◆ Excerpt:
((

I have used Watco Danish oil on many of my earlier turned lamps but got tired of throwing more than half a can due to hardning in the can.  JMHO, would never use a commercial or home brew oil varnish oil blend on a pen.  

If was going to use an oil finish on a pen it would be undiluted walnut oil from one of the vendors catering to woodturners.  Grocery store walnut oils  have provided mixed results. 

Pure drying oils used as wood finishes also known as penetrating finishes do not penetrate wood very deep with out solvent or thinner.  One reason solvent or thinner is used with and pure drying oils simply helps penetration into wood and shortens drying times.  The only drying oil that benefits with more coats is tung oil.  Walnut oil comes from salad oil industry and don’t recommend using  any solvents or thinners.  Mineral spirits and citrus solvent  most used solvent & thinner used today.


----------



## dogcatcher (Jan 31, 2018)

Find an article by Frank Whiton called classic gunstock finish.  I have been using a similar process on game calls for decades.


----------



## rd_ab_penman (Jan 31, 2018)

thawkins87 said:


> rd_ab_penman said:
> 
> 
> > MINWAX WBOM Polyurethane using my Dipping Method works for me.
> ...



Friction fit only.

Les


----------



## mjmeldrum (Jan 31, 2018)

rd_ab_penman said:


> MINWAX WBOM Polyurethane using my Dipping Method works for me.
> An easy to apply, consistent finish that is as durable as any CA finish.
> 
> Les





I’ll have to check out your methodology.  My interest is piqued. I had never considered it before.  Thanks for the comment.


Sent from my iPhone using Penturners.org mobile app


----------



## mjmeldrum (Jan 31, 2018)

dogcatcher said:


> Find an article by Frank Whiton called classic gunstock finish.  I have been using a similar process on game calls for decades.





I will check it out.


Sent from my iPhone using Penturners.org mobile app


----------

))

◆ Information provided:
((

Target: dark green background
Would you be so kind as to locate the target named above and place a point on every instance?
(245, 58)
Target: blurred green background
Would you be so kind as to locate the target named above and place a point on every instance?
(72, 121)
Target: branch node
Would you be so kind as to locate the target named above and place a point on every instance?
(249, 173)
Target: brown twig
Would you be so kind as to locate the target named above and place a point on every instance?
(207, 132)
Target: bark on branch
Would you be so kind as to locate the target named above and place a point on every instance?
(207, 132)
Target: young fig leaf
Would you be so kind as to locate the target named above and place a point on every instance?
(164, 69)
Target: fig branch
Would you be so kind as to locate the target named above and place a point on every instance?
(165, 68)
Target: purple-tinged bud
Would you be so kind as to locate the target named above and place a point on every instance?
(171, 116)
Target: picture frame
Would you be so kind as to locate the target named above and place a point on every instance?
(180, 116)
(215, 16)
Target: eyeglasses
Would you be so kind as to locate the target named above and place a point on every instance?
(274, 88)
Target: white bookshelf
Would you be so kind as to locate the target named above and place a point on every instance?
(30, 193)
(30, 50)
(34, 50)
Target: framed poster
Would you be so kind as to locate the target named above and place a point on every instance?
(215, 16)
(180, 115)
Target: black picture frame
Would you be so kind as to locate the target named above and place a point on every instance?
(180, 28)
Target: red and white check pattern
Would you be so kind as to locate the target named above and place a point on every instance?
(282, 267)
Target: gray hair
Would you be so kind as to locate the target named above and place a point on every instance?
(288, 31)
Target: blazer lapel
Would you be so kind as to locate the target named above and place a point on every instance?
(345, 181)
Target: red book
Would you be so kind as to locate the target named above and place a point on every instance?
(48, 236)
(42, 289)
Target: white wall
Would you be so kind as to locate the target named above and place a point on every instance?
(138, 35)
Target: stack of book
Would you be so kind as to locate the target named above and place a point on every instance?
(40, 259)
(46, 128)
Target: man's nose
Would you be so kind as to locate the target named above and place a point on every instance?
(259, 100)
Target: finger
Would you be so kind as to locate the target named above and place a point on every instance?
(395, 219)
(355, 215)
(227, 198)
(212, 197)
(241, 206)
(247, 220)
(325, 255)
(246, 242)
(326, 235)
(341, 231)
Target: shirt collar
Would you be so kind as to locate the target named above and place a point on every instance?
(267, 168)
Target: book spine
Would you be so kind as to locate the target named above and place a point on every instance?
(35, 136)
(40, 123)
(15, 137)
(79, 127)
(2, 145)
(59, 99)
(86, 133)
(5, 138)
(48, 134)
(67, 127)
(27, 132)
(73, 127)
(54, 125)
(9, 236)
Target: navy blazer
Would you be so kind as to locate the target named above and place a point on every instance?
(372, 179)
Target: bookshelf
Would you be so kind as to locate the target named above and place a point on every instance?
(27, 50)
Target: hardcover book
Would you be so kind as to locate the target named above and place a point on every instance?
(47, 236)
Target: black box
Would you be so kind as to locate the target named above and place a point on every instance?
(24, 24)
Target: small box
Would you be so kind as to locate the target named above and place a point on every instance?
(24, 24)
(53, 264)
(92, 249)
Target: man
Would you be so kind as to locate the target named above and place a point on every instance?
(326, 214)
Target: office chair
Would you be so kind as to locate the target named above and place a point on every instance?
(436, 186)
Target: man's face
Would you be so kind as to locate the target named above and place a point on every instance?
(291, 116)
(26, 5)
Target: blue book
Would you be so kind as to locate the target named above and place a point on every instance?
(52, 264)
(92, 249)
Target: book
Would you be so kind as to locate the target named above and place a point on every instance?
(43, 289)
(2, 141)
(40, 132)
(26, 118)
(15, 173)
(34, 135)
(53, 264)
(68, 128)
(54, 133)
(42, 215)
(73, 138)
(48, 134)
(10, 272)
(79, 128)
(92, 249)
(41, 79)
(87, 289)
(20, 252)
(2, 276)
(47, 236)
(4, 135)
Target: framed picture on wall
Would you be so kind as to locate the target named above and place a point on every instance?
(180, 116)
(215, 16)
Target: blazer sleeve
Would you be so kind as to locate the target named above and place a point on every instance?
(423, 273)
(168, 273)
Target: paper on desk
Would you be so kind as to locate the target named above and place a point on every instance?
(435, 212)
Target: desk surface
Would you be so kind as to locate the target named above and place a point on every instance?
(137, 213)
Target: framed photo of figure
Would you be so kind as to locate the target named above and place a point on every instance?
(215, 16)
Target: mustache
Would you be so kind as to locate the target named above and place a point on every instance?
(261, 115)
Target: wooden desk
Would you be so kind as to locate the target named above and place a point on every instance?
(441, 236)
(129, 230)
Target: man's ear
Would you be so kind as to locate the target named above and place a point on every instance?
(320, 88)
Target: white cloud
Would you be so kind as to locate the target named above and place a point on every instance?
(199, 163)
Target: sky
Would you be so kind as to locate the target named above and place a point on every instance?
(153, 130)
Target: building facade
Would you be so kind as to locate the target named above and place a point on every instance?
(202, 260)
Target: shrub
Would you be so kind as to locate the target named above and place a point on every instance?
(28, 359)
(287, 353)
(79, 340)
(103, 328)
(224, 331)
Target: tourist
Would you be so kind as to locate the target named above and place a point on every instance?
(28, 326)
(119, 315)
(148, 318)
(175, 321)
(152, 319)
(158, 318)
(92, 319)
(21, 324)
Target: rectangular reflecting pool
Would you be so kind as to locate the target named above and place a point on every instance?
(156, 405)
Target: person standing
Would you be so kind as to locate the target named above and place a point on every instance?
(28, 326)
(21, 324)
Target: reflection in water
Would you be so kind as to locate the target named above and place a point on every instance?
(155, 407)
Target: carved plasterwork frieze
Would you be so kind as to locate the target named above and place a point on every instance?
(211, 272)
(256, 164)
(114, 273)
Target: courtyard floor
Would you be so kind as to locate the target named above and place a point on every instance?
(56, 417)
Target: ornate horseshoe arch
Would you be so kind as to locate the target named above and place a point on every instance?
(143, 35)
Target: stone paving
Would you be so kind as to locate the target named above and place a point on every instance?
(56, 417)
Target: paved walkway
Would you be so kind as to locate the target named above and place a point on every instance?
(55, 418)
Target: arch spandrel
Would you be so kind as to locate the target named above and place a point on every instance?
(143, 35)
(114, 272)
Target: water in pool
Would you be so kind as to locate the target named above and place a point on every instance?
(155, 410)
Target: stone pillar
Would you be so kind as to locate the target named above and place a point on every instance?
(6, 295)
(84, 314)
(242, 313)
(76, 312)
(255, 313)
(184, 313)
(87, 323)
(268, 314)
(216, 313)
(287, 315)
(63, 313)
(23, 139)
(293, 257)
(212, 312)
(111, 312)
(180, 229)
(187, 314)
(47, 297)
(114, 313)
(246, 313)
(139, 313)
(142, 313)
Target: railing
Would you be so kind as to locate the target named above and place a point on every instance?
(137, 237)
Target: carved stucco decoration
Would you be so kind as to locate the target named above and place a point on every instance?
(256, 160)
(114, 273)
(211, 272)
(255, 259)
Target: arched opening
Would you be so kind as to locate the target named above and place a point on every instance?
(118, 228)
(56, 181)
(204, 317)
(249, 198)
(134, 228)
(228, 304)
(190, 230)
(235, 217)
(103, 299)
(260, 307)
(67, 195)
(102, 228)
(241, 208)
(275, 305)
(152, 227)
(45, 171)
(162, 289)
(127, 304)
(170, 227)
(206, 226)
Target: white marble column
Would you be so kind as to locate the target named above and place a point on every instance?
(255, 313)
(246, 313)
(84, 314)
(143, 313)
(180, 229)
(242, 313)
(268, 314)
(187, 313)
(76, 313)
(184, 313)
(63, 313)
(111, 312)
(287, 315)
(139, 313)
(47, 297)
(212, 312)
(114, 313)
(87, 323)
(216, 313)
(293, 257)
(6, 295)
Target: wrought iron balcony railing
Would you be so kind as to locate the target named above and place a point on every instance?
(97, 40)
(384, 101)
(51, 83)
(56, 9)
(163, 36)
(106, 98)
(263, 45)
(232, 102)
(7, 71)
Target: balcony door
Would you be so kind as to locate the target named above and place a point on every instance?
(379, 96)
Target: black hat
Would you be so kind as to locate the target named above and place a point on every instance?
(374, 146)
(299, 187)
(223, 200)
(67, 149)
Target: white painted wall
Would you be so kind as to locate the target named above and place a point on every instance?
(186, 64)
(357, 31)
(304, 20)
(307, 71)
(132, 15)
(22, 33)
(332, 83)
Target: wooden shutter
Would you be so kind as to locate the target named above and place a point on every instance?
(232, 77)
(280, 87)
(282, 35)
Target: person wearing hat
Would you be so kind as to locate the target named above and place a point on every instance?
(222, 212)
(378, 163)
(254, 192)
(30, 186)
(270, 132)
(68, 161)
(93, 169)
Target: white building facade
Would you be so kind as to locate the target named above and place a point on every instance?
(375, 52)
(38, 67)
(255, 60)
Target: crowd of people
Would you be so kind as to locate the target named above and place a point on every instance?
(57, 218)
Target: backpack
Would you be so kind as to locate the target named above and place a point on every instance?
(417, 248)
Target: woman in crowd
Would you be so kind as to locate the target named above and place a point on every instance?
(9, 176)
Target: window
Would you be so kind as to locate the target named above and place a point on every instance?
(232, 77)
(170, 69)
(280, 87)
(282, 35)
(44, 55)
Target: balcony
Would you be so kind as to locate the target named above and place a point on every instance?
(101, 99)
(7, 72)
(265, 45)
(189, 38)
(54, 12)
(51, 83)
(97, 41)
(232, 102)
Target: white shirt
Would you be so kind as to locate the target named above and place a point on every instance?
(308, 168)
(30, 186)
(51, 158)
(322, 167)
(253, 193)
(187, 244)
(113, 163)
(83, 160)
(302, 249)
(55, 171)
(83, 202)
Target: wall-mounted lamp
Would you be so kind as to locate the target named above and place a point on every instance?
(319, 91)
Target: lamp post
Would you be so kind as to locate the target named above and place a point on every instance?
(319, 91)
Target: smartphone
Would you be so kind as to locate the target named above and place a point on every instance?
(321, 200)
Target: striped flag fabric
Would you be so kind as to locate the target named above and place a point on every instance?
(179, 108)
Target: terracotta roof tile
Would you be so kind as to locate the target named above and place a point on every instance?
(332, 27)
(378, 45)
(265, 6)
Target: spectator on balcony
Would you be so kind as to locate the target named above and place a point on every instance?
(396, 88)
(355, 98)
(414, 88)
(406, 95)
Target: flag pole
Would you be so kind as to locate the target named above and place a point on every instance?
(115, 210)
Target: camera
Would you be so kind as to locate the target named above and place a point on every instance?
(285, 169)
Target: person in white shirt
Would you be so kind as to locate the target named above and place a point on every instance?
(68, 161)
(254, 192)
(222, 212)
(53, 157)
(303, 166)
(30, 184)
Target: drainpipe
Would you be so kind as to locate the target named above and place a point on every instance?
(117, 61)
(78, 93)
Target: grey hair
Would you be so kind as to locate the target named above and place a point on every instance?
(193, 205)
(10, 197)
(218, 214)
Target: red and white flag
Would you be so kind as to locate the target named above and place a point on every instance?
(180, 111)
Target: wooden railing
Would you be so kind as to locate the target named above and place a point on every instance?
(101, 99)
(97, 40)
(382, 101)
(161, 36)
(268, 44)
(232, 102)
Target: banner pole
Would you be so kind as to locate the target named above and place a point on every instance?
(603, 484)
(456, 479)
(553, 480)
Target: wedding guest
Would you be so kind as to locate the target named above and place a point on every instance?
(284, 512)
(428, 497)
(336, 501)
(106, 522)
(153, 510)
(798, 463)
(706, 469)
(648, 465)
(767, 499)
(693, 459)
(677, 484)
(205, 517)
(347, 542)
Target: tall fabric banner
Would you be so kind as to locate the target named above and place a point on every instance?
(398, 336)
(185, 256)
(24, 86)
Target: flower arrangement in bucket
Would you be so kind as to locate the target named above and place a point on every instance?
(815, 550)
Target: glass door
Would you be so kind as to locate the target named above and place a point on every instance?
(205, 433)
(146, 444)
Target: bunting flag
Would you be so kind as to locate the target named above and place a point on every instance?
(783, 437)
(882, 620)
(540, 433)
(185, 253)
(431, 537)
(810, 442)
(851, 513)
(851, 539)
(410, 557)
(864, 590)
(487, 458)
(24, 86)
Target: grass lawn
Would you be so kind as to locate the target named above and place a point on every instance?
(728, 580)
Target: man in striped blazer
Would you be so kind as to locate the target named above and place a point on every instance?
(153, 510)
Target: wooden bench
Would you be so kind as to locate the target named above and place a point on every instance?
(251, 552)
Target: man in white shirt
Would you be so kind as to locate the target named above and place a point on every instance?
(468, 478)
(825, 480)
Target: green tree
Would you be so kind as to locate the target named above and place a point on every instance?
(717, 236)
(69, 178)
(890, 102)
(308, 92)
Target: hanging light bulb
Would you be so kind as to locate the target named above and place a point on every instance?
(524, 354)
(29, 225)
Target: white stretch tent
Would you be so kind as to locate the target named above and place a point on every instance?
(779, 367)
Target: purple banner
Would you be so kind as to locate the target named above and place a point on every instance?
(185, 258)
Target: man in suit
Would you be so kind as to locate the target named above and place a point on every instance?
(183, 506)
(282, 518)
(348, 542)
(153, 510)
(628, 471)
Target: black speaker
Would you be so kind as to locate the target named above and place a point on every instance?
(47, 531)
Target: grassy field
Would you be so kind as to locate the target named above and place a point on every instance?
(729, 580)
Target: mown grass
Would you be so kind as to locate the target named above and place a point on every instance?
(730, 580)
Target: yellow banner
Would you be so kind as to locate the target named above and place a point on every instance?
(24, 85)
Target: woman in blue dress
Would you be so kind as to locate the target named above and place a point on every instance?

))

◆ To be done:
Can you write out the part of the forum thread on pen finishes between "Pure drying oils used" and "thinner used today.", inclusive? The records have no connection to the forum thread on pen finishes.

◆ Response:
Pure drying oils used as wood finishes also known as penetrating finishes do not penetrate wood very deep with out solvent or thinner.  One reason solvent or thinner is used with and pure drying oils simply helps penetration into wood and shortens drying times.  The only drying oil that benefits with more coats is tung oil.  Walnut oil comes from salad oil industry and don’t recommend using  any solvents or thinners.  Mineral spirits and citrus solvent  most used solvent & thinner used today.